(GIVEN DATA begins)

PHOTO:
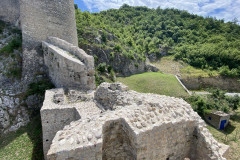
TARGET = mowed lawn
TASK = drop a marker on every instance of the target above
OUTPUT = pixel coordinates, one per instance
(24, 144)
(230, 136)
(154, 82)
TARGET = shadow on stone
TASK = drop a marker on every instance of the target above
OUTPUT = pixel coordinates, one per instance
(34, 133)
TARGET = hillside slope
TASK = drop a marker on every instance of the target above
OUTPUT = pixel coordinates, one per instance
(139, 32)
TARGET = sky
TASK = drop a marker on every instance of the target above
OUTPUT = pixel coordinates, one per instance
(221, 9)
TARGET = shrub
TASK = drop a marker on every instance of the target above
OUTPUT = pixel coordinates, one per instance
(14, 72)
(234, 102)
(102, 67)
(14, 44)
(117, 48)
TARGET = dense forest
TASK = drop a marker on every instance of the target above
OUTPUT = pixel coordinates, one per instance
(139, 32)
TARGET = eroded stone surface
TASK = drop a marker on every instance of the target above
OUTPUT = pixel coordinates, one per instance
(68, 66)
(131, 125)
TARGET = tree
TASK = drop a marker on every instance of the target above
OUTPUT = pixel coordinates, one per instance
(75, 6)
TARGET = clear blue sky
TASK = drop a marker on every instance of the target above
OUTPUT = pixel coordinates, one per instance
(221, 9)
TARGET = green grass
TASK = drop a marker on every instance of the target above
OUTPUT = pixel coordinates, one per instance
(169, 65)
(230, 136)
(14, 44)
(157, 83)
(24, 144)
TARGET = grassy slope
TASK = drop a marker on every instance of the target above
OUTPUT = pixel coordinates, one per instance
(230, 136)
(25, 144)
(155, 83)
(168, 65)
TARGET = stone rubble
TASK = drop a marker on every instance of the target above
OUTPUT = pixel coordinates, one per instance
(128, 125)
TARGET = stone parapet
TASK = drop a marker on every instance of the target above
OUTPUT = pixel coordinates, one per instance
(65, 68)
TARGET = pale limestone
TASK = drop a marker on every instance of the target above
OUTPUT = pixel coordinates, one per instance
(67, 65)
(131, 125)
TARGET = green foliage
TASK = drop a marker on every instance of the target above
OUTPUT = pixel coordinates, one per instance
(205, 43)
(75, 6)
(25, 143)
(2, 26)
(98, 79)
(14, 72)
(102, 67)
(117, 48)
(157, 83)
(215, 101)
(14, 44)
(38, 88)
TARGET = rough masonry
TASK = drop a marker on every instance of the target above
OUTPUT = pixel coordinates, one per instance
(114, 123)
(68, 66)
(39, 20)
(10, 11)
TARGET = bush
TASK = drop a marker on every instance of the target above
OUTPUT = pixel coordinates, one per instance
(14, 44)
(2, 26)
(117, 48)
(98, 79)
(14, 72)
(102, 67)
(234, 102)
(225, 71)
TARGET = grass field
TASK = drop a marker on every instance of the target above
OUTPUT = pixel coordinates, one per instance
(158, 83)
(168, 65)
(230, 136)
(25, 144)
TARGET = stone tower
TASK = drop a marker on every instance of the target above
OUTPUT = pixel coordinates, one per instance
(39, 20)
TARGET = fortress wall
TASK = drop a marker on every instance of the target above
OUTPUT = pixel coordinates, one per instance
(169, 141)
(66, 70)
(9, 11)
(55, 117)
(40, 19)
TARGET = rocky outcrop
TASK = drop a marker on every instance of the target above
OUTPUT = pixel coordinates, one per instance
(39, 20)
(68, 66)
(10, 11)
(129, 125)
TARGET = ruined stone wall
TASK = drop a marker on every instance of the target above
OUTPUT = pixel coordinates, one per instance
(40, 19)
(141, 126)
(68, 66)
(118, 141)
(171, 141)
(55, 117)
(9, 11)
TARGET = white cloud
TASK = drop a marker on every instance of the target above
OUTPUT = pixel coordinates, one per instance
(221, 9)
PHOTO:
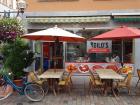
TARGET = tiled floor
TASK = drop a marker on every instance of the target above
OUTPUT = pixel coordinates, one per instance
(79, 96)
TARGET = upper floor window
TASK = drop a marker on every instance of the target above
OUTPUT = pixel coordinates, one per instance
(8, 3)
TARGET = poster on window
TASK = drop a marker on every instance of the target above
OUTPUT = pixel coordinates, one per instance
(99, 46)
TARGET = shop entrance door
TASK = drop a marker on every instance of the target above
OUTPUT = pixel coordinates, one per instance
(52, 55)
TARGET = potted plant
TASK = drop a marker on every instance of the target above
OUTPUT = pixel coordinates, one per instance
(17, 56)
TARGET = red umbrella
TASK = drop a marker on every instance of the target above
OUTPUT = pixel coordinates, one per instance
(119, 33)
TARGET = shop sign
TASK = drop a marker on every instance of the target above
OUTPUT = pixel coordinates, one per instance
(99, 46)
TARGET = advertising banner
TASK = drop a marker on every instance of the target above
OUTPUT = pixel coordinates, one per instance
(99, 46)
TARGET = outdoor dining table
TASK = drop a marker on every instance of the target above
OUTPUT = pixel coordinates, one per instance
(52, 76)
(108, 76)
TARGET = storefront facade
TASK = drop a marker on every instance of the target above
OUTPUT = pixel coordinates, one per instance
(88, 20)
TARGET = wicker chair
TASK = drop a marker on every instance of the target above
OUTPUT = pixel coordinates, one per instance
(65, 83)
(126, 83)
(95, 82)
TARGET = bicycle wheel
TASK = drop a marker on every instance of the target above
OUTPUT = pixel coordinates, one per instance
(5, 91)
(34, 92)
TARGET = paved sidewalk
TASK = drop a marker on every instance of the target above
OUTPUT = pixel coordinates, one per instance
(78, 96)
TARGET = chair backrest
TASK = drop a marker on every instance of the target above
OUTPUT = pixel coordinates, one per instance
(138, 72)
(113, 67)
(97, 67)
(128, 78)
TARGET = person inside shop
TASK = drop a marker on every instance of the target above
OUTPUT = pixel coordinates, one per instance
(115, 58)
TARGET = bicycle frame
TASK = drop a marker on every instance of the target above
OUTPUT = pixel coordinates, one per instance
(19, 89)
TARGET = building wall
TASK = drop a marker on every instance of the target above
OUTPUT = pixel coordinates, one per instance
(81, 5)
(7, 5)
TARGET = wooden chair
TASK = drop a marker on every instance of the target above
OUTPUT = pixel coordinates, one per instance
(33, 77)
(95, 82)
(138, 72)
(65, 83)
(126, 83)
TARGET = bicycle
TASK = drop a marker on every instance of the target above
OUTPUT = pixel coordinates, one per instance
(32, 91)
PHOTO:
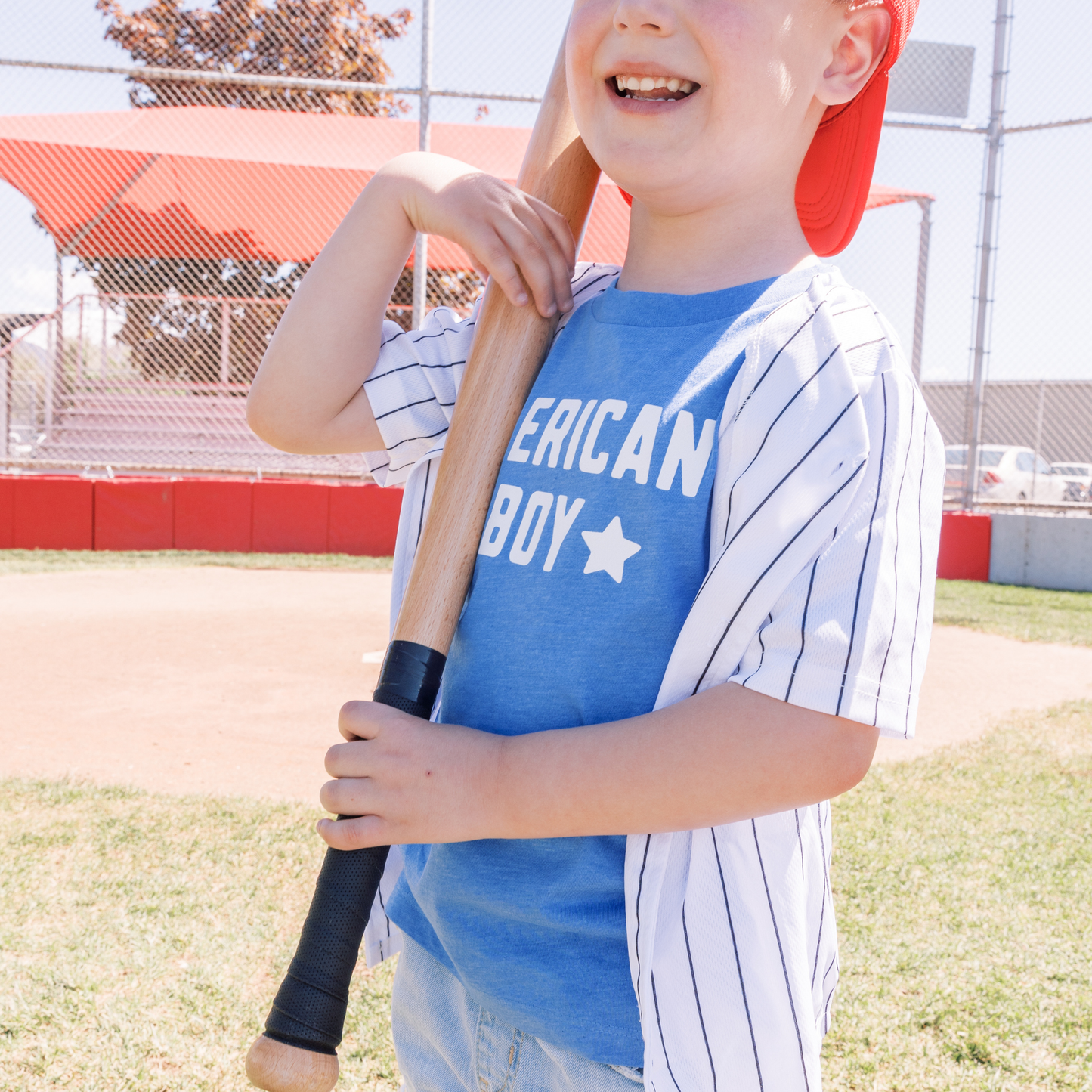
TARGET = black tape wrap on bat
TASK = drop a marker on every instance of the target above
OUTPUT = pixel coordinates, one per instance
(309, 1008)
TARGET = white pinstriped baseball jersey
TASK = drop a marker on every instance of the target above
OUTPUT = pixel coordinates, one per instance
(824, 540)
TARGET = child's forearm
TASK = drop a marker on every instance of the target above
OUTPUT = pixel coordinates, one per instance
(722, 756)
(308, 394)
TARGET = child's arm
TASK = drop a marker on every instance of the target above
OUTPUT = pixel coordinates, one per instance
(724, 755)
(308, 394)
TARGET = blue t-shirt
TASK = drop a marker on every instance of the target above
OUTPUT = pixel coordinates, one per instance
(595, 545)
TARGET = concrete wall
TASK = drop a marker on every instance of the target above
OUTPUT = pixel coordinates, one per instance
(1042, 552)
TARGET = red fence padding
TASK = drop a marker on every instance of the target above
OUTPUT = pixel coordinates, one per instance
(7, 512)
(53, 512)
(289, 517)
(70, 512)
(964, 546)
(363, 520)
(135, 513)
(213, 515)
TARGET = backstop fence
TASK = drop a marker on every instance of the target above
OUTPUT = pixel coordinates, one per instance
(164, 193)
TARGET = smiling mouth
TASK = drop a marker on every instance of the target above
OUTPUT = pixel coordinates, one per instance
(653, 88)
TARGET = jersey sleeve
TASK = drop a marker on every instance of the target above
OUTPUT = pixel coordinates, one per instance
(415, 382)
(849, 635)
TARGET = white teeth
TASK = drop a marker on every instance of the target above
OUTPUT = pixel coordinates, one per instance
(673, 85)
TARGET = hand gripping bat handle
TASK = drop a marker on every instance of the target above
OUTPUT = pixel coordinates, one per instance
(308, 1013)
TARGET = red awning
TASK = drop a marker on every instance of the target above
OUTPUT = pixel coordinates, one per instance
(211, 183)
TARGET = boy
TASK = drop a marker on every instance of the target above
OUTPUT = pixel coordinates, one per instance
(704, 584)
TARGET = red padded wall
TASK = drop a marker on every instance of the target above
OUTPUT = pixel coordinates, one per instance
(964, 546)
(135, 513)
(363, 519)
(212, 515)
(289, 517)
(7, 512)
(53, 512)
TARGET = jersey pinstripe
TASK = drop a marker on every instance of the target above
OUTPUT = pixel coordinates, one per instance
(822, 552)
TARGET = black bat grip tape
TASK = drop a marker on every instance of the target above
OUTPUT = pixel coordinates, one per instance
(309, 1008)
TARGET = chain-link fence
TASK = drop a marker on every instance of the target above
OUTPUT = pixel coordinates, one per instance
(159, 221)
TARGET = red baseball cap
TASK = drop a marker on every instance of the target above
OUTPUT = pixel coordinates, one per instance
(832, 186)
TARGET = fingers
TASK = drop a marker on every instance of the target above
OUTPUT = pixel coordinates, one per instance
(360, 834)
(348, 795)
(540, 243)
(348, 760)
(521, 243)
(360, 719)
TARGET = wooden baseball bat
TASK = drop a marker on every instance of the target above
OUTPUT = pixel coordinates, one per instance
(297, 1050)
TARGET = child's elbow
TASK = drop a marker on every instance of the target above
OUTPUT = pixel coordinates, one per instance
(855, 753)
(269, 422)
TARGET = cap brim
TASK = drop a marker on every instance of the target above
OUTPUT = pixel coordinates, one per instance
(832, 186)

(GIVEN DATA ends)

- ASSIGNED TASK -
Take from the listing above each line containing "floor".

- ANSWER AREA -
TARGET = tiled floor
TARGET = upper floor window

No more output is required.